Could you copy the rows below word for word, from the start of the rows through the line containing "pixel 449 256"?

--- BEGIN RAW RECORDS ---

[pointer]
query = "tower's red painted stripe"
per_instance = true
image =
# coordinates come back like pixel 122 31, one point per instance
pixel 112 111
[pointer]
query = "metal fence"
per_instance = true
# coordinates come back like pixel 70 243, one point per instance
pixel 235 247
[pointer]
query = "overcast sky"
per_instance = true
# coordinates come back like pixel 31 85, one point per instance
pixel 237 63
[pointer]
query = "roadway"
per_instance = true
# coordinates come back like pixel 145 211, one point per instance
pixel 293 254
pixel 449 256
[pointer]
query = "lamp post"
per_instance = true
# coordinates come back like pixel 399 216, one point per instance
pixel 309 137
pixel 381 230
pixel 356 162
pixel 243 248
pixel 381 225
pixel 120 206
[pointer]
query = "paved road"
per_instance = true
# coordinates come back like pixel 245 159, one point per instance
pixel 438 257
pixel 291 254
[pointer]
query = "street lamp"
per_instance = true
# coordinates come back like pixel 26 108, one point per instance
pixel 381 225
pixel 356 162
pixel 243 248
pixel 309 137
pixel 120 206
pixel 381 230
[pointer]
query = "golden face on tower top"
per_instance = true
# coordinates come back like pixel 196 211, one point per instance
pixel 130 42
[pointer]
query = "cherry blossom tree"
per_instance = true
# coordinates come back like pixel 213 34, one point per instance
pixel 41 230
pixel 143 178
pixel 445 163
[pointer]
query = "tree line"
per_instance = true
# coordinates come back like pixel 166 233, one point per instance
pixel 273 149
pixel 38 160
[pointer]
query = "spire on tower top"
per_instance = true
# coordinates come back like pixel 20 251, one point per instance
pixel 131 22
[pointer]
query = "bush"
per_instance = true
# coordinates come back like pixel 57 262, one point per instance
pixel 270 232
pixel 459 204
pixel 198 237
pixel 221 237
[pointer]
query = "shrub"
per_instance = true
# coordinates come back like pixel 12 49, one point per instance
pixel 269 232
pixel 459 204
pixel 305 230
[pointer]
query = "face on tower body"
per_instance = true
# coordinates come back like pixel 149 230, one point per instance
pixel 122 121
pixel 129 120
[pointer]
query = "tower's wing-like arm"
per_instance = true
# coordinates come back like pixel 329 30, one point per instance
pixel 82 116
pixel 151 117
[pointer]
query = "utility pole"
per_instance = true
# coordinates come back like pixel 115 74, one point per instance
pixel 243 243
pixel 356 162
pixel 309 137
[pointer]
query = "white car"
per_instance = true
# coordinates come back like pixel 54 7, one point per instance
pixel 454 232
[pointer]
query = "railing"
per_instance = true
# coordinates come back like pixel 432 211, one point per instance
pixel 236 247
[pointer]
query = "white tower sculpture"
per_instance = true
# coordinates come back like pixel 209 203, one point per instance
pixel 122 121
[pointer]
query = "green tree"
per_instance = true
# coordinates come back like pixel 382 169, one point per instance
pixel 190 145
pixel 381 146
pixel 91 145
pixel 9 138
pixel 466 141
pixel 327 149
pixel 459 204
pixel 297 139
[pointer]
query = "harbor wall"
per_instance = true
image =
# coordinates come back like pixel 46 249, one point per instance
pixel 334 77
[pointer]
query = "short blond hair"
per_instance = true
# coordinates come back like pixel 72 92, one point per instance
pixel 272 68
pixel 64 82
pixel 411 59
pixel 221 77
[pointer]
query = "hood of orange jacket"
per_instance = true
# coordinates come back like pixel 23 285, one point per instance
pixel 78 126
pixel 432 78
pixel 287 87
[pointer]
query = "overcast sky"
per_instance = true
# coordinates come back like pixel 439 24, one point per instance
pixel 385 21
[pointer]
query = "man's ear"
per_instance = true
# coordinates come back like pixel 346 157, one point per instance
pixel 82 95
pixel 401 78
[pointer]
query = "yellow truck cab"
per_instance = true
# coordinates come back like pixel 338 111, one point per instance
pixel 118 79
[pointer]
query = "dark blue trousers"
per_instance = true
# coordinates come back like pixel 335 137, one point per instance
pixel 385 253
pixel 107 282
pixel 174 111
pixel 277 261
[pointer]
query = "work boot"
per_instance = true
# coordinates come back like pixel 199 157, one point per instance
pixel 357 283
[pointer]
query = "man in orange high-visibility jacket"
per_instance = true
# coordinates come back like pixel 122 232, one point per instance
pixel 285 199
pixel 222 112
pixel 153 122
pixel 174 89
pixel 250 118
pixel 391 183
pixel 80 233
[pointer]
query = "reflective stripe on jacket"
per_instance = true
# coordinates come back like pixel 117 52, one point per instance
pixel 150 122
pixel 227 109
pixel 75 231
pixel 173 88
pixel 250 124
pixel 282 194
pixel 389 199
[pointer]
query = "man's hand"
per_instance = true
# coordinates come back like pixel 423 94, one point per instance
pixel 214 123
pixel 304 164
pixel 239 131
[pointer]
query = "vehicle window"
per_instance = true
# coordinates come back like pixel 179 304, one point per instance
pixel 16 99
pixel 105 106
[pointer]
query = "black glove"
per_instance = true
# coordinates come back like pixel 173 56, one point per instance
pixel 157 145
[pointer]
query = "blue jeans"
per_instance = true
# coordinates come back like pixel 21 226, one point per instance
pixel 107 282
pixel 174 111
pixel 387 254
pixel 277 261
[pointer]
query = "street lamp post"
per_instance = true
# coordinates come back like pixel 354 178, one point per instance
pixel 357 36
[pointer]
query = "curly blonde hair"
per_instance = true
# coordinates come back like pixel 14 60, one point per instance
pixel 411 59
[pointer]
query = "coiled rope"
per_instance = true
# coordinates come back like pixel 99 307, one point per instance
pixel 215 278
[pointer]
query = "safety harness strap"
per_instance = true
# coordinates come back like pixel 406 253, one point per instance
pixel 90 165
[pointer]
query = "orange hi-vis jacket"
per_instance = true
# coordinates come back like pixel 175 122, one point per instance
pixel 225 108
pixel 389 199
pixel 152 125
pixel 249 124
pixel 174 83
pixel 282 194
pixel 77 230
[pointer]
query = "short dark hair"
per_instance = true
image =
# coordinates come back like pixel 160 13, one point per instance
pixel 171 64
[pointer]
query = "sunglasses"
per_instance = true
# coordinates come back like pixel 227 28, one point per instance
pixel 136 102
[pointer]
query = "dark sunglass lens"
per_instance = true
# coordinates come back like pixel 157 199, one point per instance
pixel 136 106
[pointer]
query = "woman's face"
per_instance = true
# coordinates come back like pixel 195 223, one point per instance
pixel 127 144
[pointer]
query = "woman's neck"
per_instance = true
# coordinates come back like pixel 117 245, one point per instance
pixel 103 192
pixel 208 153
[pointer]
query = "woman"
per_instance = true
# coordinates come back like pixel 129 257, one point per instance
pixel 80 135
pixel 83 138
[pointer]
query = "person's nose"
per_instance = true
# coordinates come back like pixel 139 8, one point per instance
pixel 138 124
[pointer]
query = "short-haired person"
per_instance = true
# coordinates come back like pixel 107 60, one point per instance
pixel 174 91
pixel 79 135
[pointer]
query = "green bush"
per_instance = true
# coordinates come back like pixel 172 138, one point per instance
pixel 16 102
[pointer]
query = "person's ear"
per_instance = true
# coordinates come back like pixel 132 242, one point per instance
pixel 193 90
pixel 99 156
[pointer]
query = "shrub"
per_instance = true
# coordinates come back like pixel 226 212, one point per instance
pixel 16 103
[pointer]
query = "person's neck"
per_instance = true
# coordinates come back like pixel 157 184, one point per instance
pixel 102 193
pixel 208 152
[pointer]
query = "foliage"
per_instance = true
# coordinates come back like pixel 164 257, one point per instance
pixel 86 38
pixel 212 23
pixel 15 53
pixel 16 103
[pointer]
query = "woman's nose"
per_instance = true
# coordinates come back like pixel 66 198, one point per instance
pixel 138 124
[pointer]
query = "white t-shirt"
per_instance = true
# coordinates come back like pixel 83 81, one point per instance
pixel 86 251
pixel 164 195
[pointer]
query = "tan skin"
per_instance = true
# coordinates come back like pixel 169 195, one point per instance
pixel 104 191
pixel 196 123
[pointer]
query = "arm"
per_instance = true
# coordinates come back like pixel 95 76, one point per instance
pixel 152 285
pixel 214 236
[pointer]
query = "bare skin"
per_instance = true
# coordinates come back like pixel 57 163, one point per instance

--- END RAW RECORDS ---

# CORRECT OUTPUT:
[pointer]
query = "tower's red painted stripe"
per_instance = true
image =
# coordinates come back like pixel 122 31, one point per instance
pixel 112 111
[pointer]
query = "metal fence"
per_instance = true
# coordinates come back like pixel 70 243, one point per instance
pixel 235 247
[pointer]
query = "overcast sky"
per_instance = true
# coordinates come back like pixel 31 85, one point per instance
pixel 237 63
[pointer]
query = "roadway"
per_instance = true
# coordinates come back like pixel 145 211, one point per instance
pixel 293 254
pixel 449 256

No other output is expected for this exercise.